[Databionic-ESOM-User] Re: Parameter Selection for ESOM

SourceForge Headquarters 225 Broadway Suite 1600 San Diego, CA 92101 +1 (858) 422-6466

Hi Michael,

let me just add a few comments to what Mario said.

- you don't neccessarily need more neurons than data points. it all
depends on the view on your data that you want to have. first off, ESOM
need to be large, otherwise they would be k-Means SOM where one neuron
is one cluster. Large starts somewhere > 1000, we hardly ever go below
50x82=4100 (~4096=64x64 what we used before we found out about
rectangular maps). with small dataset you will have enough room on the
map to see cluster structure (if there is any) _and_ inner cluster
relations. the more data you have, the less room there will be and data
points are placed on top of each other. you will still see the global
structure, but less details. enlargening the map will help, but slow
down the training of course. i would always start with the default size
and go larger if it seems neccessary based on the result. i have also
successfully used sampling on a large (30K) dataset. i trained 50x82
maps on a 3K sample, identified clusters with the class mask tool, and
used the classification mode to transfer the result to the complete data.

- start radius: like mario said about half the smaller grid size. a too
large value will 'waste' the early training episodes, because almost the
whole map will be pulled back and forth by the updates. what you want is
to have part of the map pulled towards a cluster by the updates of the
corresponding data points and other parts towards other clusters. if you
start with too small a radius, there is a danger of 'loosing' neurons
that will nevery be pulled anywhere and keep their random values from
the initialization.

• • • • •

• [Directions]
1. What start radius does the post on ESOM parameter selection recommend?
2. Continue the post on ESOM parameter selection, starting immediately after its final sentence.
The listing has no connection to the post on ESOM parameter selection.

• [Record set]

• • • • •

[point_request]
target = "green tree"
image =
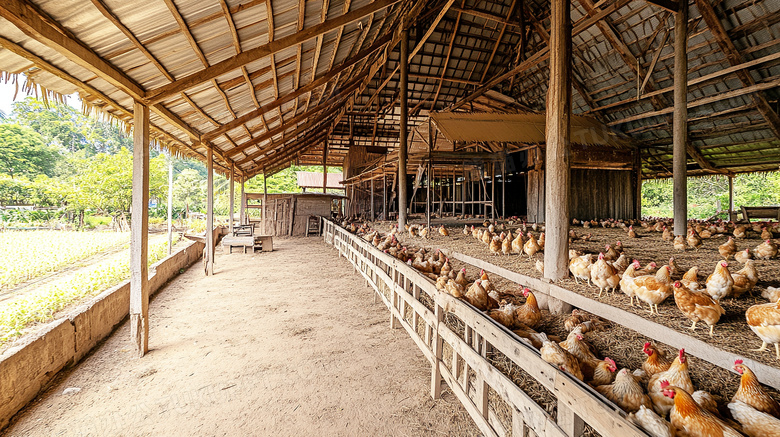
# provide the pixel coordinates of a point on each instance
(22, 152)
(69, 129)
(104, 182)
(189, 191)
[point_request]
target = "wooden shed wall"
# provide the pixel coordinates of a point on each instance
(601, 194)
(594, 194)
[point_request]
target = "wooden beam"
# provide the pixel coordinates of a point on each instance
(669, 5)
(33, 23)
(402, 147)
(680, 126)
(139, 233)
(498, 41)
(238, 121)
(558, 150)
(209, 254)
(623, 50)
(540, 56)
(417, 48)
(735, 58)
(696, 81)
(247, 56)
(295, 120)
(703, 101)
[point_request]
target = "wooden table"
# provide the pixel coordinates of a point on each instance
(263, 243)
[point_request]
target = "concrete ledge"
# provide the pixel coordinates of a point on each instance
(26, 369)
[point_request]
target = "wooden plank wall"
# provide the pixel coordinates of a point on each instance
(594, 194)
(601, 194)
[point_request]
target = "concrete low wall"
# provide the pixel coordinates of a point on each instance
(28, 368)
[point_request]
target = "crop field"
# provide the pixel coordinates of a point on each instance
(21, 310)
(28, 255)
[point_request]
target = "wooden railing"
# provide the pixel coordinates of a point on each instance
(462, 344)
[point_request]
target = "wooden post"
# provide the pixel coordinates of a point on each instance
(403, 130)
(373, 217)
(265, 206)
(463, 194)
(325, 168)
(139, 232)
(556, 251)
(428, 195)
(210, 212)
(454, 181)
(170, 204)
(680, 125)
(232, 195)
(503, 187)
(493, 190)
(731, 198)
(242, 208)
(384, 195)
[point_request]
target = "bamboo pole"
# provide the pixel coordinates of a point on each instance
(139, 232)
(170, 204)
(232, 195)
(402, 149)
(558, 151)
(210, 212)
(680, 125)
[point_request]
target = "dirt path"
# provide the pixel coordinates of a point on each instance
(282, 343)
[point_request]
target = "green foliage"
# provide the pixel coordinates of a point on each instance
(67, 128)
(709, 195)
(23, 153)
(42, 191)
(104, 182)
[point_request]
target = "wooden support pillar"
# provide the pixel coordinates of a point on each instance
(556, 250)
(232, 195)
(731, 198)
(373, 216)
(503, 187)
(325, 168)
(384, 196)
(265, 207)
(463, 194)
(454, 181)
(402, 149)
(170, 204)
(242, 208)
(680, 124)
(493, 190)
(210, 212)
(139, 232)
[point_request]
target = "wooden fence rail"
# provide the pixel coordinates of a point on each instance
(416, 305)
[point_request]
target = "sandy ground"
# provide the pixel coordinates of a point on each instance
(282, 343)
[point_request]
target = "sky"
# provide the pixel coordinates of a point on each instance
(7, 96)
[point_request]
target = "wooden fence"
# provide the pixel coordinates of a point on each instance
(462, 344)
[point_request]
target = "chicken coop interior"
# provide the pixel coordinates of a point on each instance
(493, 155)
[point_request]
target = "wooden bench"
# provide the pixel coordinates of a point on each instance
(255, 242)
(760, 212)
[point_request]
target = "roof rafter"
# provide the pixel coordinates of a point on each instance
(252, 55)
(735, 58)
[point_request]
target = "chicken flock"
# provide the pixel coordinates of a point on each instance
(613, 269)
(660, 396)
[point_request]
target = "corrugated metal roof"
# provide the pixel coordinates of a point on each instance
(521, 128)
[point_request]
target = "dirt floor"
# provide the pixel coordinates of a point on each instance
(619, 343)
(282, 343)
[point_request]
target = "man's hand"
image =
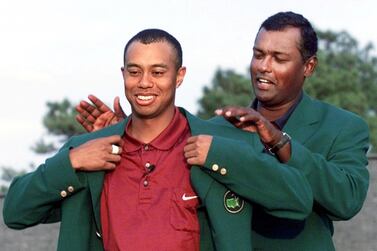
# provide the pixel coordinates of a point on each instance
(196, 149)
(97, 115)
(250, 120)
(96, 154)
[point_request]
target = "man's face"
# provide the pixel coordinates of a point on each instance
(277, 69)
(150, 79)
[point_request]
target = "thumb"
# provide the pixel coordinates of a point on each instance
(118, 109)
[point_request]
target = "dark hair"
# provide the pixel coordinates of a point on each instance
(149, 36)
(282, 20)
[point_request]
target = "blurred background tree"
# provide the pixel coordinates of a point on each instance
(60, 122)
(346, 76)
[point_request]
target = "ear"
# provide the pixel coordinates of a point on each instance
(310, 65)
(180, 76)
(122, 70)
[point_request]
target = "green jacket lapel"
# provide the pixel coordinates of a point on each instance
(302, 123)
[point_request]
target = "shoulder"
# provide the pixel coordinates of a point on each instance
(339, 116)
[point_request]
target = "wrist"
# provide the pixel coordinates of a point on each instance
(284, 139)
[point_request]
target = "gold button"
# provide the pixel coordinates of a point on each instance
(98, 234)
(63, 194)
(70, 189)
(222, 171)
(215, 167)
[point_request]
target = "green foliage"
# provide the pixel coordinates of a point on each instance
(7, 175)
(228, 88)
(59, 121)
(346, 76)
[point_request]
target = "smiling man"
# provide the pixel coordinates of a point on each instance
(294, 138)
(129, 186)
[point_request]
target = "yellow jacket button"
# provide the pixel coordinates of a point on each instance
(70, 189)
(223, 171)
(63, 194)
(215, 167)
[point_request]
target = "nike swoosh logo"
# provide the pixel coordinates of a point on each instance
(184, 197)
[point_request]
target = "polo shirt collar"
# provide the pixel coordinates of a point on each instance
(172, 134)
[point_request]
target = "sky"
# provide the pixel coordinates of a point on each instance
(51, 50)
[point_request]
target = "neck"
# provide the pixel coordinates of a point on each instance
(273, 112)
(147, 129)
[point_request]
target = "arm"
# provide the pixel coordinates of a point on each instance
(339, 179)
(37, 196)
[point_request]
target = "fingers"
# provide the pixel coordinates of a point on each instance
(87, 126)
(118, 109)
(196, 149)
(99, 104)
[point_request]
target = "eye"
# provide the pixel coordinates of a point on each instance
(258, 55)
(280, 59)
(157, 73)
(133, 72)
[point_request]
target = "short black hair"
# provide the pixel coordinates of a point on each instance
(149, 36)
(282, 20)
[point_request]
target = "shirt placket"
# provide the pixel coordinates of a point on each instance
(148, 166)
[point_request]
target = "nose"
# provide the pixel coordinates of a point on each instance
(145, 81)
(264, 65)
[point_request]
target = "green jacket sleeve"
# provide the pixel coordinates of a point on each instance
(339, 179)
(258, 177)
(36, 197)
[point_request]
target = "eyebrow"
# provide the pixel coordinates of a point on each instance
(273, 52)
(154, 65)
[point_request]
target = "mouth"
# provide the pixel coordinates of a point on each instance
(145, 99)
(264, 83)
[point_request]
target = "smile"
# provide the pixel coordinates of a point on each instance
(145, 98)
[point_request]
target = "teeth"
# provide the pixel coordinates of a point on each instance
(263, 80)
(144, 97)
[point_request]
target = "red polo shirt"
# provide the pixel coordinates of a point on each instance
(147, 202)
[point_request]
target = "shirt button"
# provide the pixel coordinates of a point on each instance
(223, 171)
(215, 167)
(63, 194)
(70, 189)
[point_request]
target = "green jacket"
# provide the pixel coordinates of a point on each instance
(277, 198)
(328, 147)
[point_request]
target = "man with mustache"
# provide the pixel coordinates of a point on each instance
(325, 144)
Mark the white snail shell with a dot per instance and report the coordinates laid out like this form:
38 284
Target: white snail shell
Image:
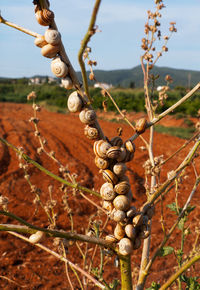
87 116
107 192
37 237
74 102
67 83
121 202
52 36
125 247
59 68
91 132
119 169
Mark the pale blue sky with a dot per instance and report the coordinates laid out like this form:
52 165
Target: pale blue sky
116 47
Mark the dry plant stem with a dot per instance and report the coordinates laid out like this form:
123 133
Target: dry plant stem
37 165
166 237
184 267
97 283
84 43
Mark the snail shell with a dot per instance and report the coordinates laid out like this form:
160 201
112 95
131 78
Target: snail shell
91 132
118 215
44 17
121 202
74 102
119 232
107 192
59 68
122 187
52 36
87 116
125 247
37 237
116 141
113 152
100 148
40 41
49 50
119 169
109 176
130 231
101 163
130 146
67 83
140 126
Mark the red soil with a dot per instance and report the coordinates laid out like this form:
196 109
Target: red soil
33 268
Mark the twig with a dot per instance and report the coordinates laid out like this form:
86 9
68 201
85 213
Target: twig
97 283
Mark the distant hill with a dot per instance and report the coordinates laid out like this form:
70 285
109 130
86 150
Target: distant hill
124 77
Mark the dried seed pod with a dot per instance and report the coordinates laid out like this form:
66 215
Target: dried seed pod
119 232
52 36
130 146
121 202
101 163
67 83
74 102
87 116
119 169
131 212
122 187
59 68
91 132
107 205
140 126
113 152
40 41
109 176
118 215
136 243
100 148
37 237
107 192
44 17
122 155
130 231
49 50
125 247
116 141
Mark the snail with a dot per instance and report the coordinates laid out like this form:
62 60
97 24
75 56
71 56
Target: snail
113 152
40 41
141 125
87 116
91 132
101 163
67 83
52 36
107 192
49 50
119 232
59 68
119 169
121 202
122 187
74 103
44 17
130 231
125 247
100 148
109 176
37 237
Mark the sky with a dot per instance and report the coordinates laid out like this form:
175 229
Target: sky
117 46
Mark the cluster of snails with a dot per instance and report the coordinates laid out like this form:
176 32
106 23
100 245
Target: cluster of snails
50 45
111 157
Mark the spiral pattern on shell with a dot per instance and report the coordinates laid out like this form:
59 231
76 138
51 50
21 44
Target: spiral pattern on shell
59 68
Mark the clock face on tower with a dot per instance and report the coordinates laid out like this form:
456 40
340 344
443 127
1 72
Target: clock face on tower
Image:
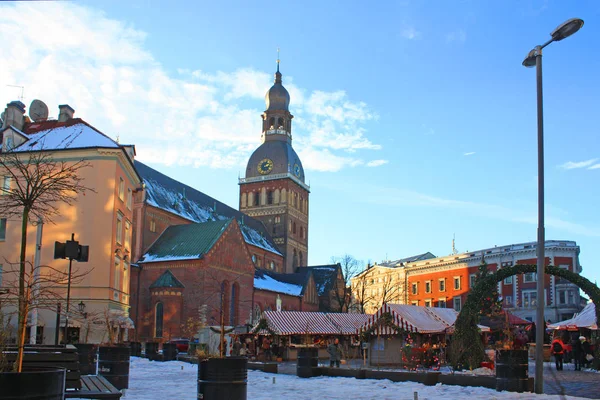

• • • • •

• [Exercise answers]
1. About half the smaller grid size.

2.
and even though you didn't ask, but someone else might soon:

- end radius: small (=1) if you want a lot of detail, a little larger to
concentrate on coarser sturctures.

- episodes: the number of training episodes isn't closely related to the
choice of the other parameters. in some publications several thousand
training episodes are mentioned. this is a complete waste of computing
power. somewhere between 20 and 50 should provide a slow enough cooling
of the parameters.

the toy examples like hepta are a good starting point to explore the
behaviour of ESOM given different parameter settings. you do have to
make some extreme choices, however, to really not make it work. we
consider it fairly robust w.r.t. the parameters from our long year
experiences.

please note the technichal report, that covers some of the above
questions, but with a less hands-on tough:

[Ultsch 2005b] Ultsch, A., Moerchen, F.: ESOM-Maps: tools for
clustering, visualization, and classification with Emergent SOM,
Technical Report Dept. of Mathematics and Computer Science, University
of Marburg, Germany, No. 46, (2005)
http://www.mathematik.uni-marburg.de/~databionics/downloads/papers/ultsch05esom.pdf

bye
fabian

p.s. Michael did reply to the list, only a sf filter sent it to the list
admin (me) for approval first.